● Exercise details
Taking the line that contains "Query: eucalyptus tree" as the first, copy exactly every line through the last line of the records, and nothing else.

------------

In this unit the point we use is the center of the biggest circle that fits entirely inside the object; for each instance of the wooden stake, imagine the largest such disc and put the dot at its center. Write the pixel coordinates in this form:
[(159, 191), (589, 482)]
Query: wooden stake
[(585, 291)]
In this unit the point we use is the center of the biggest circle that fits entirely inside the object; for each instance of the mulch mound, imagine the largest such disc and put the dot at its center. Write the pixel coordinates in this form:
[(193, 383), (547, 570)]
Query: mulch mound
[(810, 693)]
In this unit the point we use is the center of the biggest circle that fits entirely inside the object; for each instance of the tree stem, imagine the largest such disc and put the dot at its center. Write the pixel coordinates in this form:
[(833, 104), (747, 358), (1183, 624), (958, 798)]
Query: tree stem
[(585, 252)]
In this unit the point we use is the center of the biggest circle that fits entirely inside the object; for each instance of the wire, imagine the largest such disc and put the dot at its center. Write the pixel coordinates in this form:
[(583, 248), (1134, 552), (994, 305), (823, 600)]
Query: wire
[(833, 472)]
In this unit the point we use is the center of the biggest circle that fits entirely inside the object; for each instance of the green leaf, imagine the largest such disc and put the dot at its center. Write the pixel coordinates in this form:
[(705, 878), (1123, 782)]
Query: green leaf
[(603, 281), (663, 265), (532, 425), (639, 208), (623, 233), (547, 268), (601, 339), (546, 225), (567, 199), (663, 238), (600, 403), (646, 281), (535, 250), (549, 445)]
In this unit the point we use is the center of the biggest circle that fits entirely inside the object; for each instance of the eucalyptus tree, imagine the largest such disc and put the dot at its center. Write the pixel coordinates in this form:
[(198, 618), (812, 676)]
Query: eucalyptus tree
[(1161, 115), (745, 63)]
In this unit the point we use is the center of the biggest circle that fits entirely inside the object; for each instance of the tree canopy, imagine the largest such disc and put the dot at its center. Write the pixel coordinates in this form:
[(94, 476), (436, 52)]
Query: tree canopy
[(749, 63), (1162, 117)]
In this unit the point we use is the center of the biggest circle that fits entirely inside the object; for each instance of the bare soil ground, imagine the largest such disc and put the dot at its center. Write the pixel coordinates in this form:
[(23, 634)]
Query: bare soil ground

------------

● Final answer
Query: eucalyptus tree
[(1161, 115), (745, 63)]
In this unit the point we use is the center of the biggest circle that fits entirely inside the object; for each instance of the tree canopy, imagine the largest such disc and put the dot at its center. Write the pixel coordinates in this form:
[(94, 476), (436, 52)]
Query: tree canopy
[(749, 63), (1162, 117)]
In this unit the point we use is the center of the biggest circle that fits entirely inside the object; for each instance of the bare soil ground, imagine the largest such disc and put the dot at its center. Write the pixel coordinates in this form:
[(23, 634)]
Query: bare soil ground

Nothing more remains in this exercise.